======== Data to use ========

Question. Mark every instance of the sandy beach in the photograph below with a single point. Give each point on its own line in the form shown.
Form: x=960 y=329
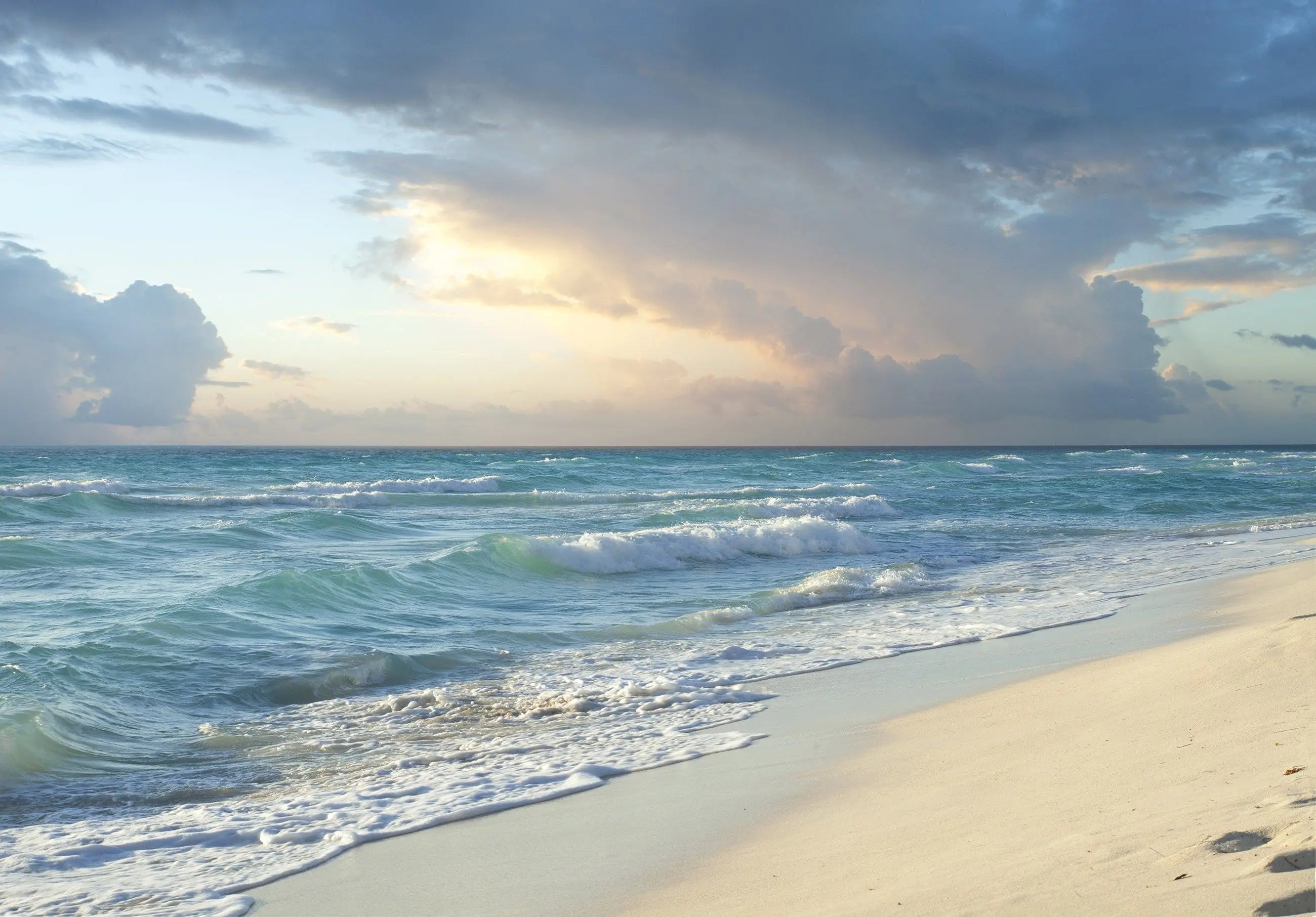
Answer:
x=1060 y=773
x=1176 y=780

========

◆ **Requirements**:
Which lines in the records contain the word "sandy"? Copy each one in full.

◆ **Solution to the problem**:
Question. Mark every instance of the sandy beach in the photograph below with a single point. Give each point on its own line in the form shown.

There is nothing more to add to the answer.